▶ Document segment
Posted in The Universe and Stuff with tags , , on October 3, 2023 by telescoper

The Orion Nebula, a stellar nursery about 400 pc away from Earth, is a much-studied object that has yielded considerable insights into the processes of star formation. If you thought that there wasn’t much more to be learned about this object, though, you’d be very wrong. A set of JWST images has been released by the European Space Agency and they are amazing. You can see them all here, but here’s a taster in the form of a detail from one of the pictures. The following image is entitled “Explosion fingers from the BN-KL region in Orion” but to me it looks like demons rising up from the Underworld, like in the last act of Don Giovanni…

Here’s the blurb:

This cutout from the new NASA/ESA/CSA James Webb Space Telescope short-wavelength infrared image of the Orion Nebula shows bright ‘fingers’ of gas racing away from an explosion that occurred roughly 500 to 1000 years ago in the heart of a dense molecular cloud behind the nebula, perhaps as two young massive stars collided. The dense cloud is called Orion Molecular Cloud 1 and lies to the northwest of the visible Trapezium stars in Orion.

The fingers are predominantly red, indicating emission from molecular hydrogen gas that has been shocked by the immense energy pouring out from the explosion site. Near the tips of some of the fingers, the emission turns green due to hot iron gas and even white in some cases where the gas is at its hottest. Further down, the fingers seem mostly turbulent, but in some places, the flow appears laminar.

▶ Required actions
1. In the post about the Orion Nebula, roughly how long ago did the explosion behind the bright gas fingers occur?
2. Carry on writing the post about the Orion Nebula images from the point where it stops.

▶ Supplied data

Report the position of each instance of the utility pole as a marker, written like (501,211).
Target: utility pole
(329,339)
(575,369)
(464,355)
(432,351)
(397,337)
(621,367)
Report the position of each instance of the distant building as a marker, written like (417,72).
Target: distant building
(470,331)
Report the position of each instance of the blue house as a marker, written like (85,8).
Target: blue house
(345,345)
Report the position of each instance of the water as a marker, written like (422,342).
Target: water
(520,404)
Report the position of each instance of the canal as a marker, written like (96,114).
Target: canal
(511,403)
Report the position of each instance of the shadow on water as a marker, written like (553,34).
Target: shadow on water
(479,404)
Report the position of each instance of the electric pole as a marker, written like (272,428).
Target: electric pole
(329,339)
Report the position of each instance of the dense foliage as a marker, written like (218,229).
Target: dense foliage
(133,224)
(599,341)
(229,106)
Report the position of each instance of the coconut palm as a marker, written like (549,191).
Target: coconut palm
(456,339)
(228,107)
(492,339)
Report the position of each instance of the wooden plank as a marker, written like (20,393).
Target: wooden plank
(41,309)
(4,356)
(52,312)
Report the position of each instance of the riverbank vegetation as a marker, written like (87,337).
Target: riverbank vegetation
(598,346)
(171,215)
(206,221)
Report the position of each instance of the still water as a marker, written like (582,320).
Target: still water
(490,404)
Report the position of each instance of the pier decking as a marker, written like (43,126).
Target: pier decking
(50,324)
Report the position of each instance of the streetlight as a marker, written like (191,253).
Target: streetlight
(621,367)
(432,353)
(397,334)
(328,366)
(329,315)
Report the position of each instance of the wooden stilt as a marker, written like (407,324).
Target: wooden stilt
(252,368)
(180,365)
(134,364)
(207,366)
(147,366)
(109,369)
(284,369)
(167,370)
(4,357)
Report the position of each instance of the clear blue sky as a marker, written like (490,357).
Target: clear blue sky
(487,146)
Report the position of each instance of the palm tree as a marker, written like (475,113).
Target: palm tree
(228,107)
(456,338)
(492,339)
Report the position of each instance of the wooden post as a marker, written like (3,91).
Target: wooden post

▶ Replies
1. Roughly 500 to 1000 years ago.

2.
The Orion Nebula lies roughly 1300 light-years from Earth in the so-called ‘sword’ of the constellation of Orion the Hunter, and the image shows a region that is 4 by 2.75 light-years in size.

Image description: The image shows a series of red fingers of shocked molecular gas expanding from the bottom of the image towards the top and top right. Each of the fingers comprises a series of bright arcs of emission like bow waves, expanding behind tips, the latter often appearing green. There are many stars spread across the image with the characteristic eight spikes due to diffraction in the optics of Webb, and there is a foreground haze of wisp blue clouds due to the Orion Nebula, which lies in front of the fingers.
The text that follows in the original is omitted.